** Begin **
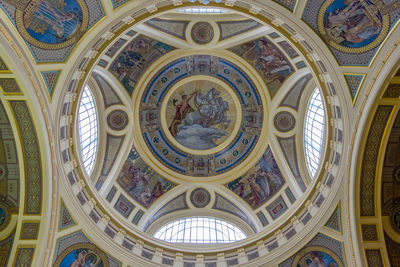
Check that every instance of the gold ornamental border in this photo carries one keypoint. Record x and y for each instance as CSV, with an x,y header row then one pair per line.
x,y
307,250
72,40
83,245
378,40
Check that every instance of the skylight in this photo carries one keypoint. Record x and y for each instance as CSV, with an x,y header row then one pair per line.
x,y
314,131
87,122
200,230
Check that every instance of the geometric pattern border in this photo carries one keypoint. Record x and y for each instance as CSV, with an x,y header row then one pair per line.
x,y
32,162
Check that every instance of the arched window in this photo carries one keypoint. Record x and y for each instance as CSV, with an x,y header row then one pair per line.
x,y
88,131
314,131
200,230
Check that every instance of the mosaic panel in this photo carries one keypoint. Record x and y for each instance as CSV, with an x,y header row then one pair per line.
x,y
3,66
370,157
142,183
118,3
175,28
52,28
259,184
352,29
200,114
202,32
290,51
284,121
334,222
124,206
30,230
77,246
24,256
288,146
277,207
109,96
393,250
354,82
293,97
200,197
50,79
225,205
228,29
289,4
320,251
374,258
9,86
113,146
5,249
66,219
32,163
115,47
268,60
393,91
369,232
135,58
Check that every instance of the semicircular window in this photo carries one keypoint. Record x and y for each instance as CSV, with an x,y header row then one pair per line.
x,y
88,131
200,230
314,131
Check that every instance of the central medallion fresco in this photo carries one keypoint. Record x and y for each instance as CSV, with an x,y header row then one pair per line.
x,y
201,115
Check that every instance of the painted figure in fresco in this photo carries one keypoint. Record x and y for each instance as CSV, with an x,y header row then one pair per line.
x,y
54,21
182,109
354,22
261,183
194,125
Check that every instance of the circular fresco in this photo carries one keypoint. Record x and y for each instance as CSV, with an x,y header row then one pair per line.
x,y
82,254
353,26
50,25
202,32
117,120
316,256
284,121
200,197
201,116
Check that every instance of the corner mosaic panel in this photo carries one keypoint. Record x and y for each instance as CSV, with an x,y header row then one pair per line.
x,y
353,30
354,82
370,158
9,86
52,28
32,163
274,72
50,79
135,58
320,250
66,219
334,222
176,28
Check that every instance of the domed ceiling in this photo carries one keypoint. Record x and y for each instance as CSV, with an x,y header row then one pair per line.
x,y
121,121
203,118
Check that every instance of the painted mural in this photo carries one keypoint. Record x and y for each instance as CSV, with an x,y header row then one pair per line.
x,y
53,21
269,61
82,255
260,183
142,183
317,258
134,59
200,114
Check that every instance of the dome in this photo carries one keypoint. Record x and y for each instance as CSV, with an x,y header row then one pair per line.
x,y
196,133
** End **
▶ Exercise brief:
Swap "keypoint" for "marker point" throughout all of the entries above and reproduce them with nothing else changed. Leave the pictures out.

▶ Final answer:
Check that every instance of the gold ornamental border in this photo carries one marker point. Record x and y for each instance as CSV, with an x,y header row then one pair per line.
x,y
307,250
72,40
83,245
378,40
Check that every instance of the skylight in this photo carries one marker point. Record x and y for each instance as CSV, with an x,y header row then one pair per line.
x,y
314,131
87,122
200,230
Check that every instance of the geometric pattern border in this photo carries one marker point. Record x and y for each instance as CSV, with an x,y header row then one pair per line.
x,y
32,162
Check that every instance of the arched window in this photo carries one marker point. Record x and y for each instance as CSV, with an x,y header row then one pair per line.
x,y
88,131
314,131
200,230
Check that every instance of the mosaic panel in this photo carries one marker point. Record x and y for each instance as CSV, with an x,y header row then one pair per line.
x,y
3,66
370,157
142,183
118,3
175,28
52,28
259,184
352,29
200,114
202,32
290,51
284,121
334,222
124,206
30,230
77,246
24,256
288,146
277,207
109,96
393,250
354,82
293,97
200,197
50,79
225,205
228,29
289,4
320,251
374,258
9,86
113,146
5,249
66,219
32,163
115,47
268,60
393,91
369,232
135,58
Check that every instance of the semicircular window in this photo carries one marker point. Record x and y for each instance as CSV, with an x,y header row then one pair per line.
x,y
88,131
200,230
314,131
Check that every instance of the central medallion fresco in this photo carries one marker point. Record x and y for each instance as CSV, with an x,y header row then one pair per line.
x,y
201,115
Check that every instance of the painted figure in fresco in this photo carries one marker point. Record x and y for each instance as CSV, with an x,y header row then one pair per line.
x,y
54,21
182,109
354,22
261,183
194,125
Check that every instance of the circular fresco in this photo carries one marker point. Record x and y for each instance as CSV, with an x,y header row then one pair per line.
x,y
82,254
353,26
50,25
202,32
117,120
316,256
284,121
200,197
201,116
Check that every instance of the corner mosaic panel in this photo carries one marker point. Record x and y for each instance as CSV, with an x,y header row then one pair per line.
x,y
353,30
354,82
370,158
9,86
52,28
32,163
274,72
50,79
135,58
320,250
66,219
334,222
176,28
Check that every instance of the domed ceiling in this photo carries one marker point. Record x and y for each instance as CSV, with an x,y header row then one pair per line.
x,y
121,121
203,118
Check that every instance of the painted mural in this photo carries one marker point. Record x and y for each instance as CSV, with an x,y header row then one pair per line.
x,y
53,21
269,61
82,255
260,183
142,183
317,258
134,59
200,114
Check that every instance of the dome in this photo carries one marker point. Record x and y for each instance as CSV, with an x,y header row then one pair per line.
x,y
196,133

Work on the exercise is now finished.